• [ACTION ITEM]: Pick up the board member biographies below after their last sentence and write what comes next.

• [TEXT PROVIDED]:
☆ ☆ ☆ ☆ ☆ ☆ ☆

See also: Current Board
* Please note all bios are dated January 2020 or before.
Professor Joseph M. Siracusa: President
Joseph is Professor of Human Security and International Diplomacy in the School of Global, Urban and Social Studies at the Royal Melbourne Institute of Technology University. Born and raised in Chicago, he studied at the University of Denver and the University of Vienna and received his PhD from the University of Colorado (Boulder). He is internationally known for his writings on the history of nuclear weapons, diplomacy, and global security. He is also a frequent political affairs commentator in the Australian media, including ABC Radio and Television. He has worked at Merrill Lynch, in Boston and New York, the University of Queensland (Brisbane), and for three years served as a visiting fellow in the Key Centre for Ethics, Law, Justice and Governance, Griffith University (Brisbane) where he specialized in issues related to nuclear non-proliferation and counter-terrorism.

☆ ☆ ☆ ☆ ☆ ☆ ☆

• [STORED DATA]:
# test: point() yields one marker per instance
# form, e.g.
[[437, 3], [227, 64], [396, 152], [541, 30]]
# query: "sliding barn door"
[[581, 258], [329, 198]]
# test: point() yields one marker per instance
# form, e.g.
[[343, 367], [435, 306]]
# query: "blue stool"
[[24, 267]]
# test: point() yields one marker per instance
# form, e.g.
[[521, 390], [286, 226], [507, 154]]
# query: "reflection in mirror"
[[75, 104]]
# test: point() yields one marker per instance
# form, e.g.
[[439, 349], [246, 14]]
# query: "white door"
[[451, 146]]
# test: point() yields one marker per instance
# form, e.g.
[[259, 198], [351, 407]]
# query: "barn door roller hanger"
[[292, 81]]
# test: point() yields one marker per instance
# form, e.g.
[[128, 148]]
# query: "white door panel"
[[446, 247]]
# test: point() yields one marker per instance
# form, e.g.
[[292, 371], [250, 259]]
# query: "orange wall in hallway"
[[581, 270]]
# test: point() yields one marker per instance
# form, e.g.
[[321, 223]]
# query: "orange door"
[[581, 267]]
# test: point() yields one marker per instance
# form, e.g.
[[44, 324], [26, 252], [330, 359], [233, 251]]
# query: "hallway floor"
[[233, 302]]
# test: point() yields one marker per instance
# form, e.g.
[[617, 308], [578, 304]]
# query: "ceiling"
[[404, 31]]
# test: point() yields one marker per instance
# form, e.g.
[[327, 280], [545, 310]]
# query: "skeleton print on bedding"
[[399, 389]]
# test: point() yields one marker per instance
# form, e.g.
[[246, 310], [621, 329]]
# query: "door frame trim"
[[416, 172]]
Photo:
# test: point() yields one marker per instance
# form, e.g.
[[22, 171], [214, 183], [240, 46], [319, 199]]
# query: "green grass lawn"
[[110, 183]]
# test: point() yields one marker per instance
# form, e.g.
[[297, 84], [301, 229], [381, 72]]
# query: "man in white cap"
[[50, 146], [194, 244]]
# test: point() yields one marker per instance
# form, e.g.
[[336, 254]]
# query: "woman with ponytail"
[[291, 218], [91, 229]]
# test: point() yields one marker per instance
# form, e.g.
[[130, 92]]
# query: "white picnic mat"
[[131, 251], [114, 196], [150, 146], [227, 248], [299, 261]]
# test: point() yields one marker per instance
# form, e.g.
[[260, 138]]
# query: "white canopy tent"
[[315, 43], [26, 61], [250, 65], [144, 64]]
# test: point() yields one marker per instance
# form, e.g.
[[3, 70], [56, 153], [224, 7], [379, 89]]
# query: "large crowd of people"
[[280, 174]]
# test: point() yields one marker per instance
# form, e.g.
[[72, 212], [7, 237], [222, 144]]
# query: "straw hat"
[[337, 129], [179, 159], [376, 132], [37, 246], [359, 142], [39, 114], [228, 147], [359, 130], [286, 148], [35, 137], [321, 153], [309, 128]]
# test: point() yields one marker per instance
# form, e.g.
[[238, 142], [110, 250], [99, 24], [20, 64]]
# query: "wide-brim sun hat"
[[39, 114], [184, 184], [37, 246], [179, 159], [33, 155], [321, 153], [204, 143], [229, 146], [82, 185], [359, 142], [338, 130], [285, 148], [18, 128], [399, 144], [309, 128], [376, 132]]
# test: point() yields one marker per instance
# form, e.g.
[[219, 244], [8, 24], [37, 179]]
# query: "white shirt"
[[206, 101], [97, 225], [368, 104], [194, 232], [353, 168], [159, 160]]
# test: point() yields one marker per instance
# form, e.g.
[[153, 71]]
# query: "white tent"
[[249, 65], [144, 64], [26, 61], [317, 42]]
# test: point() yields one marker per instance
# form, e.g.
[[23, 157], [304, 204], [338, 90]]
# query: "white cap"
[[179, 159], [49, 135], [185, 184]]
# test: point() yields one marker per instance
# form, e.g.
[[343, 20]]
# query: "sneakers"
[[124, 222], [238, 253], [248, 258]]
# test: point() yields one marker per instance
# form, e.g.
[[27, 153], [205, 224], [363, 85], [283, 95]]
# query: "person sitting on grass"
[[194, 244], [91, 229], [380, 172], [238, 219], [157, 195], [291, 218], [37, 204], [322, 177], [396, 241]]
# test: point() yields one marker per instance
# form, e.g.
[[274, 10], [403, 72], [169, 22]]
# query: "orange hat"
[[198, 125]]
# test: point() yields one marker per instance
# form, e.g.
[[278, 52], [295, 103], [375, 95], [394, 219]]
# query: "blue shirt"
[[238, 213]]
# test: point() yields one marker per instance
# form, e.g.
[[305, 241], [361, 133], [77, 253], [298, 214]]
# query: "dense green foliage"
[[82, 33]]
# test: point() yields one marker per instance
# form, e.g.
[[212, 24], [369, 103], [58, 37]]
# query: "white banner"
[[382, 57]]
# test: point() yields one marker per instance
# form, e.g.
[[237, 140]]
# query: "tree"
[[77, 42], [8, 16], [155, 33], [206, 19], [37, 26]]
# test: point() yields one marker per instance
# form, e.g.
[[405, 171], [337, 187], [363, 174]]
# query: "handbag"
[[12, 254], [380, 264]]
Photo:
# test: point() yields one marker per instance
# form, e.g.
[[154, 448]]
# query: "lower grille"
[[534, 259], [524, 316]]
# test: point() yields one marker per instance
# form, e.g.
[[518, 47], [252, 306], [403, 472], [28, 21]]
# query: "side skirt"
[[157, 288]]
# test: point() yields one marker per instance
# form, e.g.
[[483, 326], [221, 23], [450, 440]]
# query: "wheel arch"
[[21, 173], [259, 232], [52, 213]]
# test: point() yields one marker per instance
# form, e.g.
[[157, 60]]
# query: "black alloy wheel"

☆ ☆ ☆ ☆ ☆ ☆ ☆

• [RESULT]:
Professor Heather Zwicker
Heather is Executive Dean of Humanities and Social Sciences at the University of Queensland. She moved to UQ in October 2018 from the University of Alberta, where she held positions as Vice-Dean of Arts (2011-14) and Vice-Provost and Dean of the Faculty of Graduate Studies and Research (2015-2018). Under her direction, the University of Alberta became the first in Canada with a Professional Development requirement for Master’s and PhD students. She also co-founded BRiC, the Banff Research in Culture residency, in which advanced graduate students, postdocs, and junior professors in the humanities work alongside visual artists and curators at the world-renowned Banff Centre for Arts and Creativity. In 2017, she spearheaded the designation of “Research at the Intersections of Gender” as one of three pan-university Signature Areas for the University of Alberta. A cultural studies researcher, Heather brings postcolonial and feminist theories to bear on problems such as stereotypes, universities, classrooms, and cities. Key areas of exploration have included nation (especially Northern Ireland), stereotype (in particular, pre-9/11 stereotypes of Irish terrorists), the local (with an emphasis on Edmonton writing), public intellectualism (pursued through graduate seminars designed for non-academic tracks, and through writing for larger audiences), gender, and digital humanities. She holds a PhD from Stanford University (1993) and is the winner of several awards, including a 3M National Teaching Fellowship.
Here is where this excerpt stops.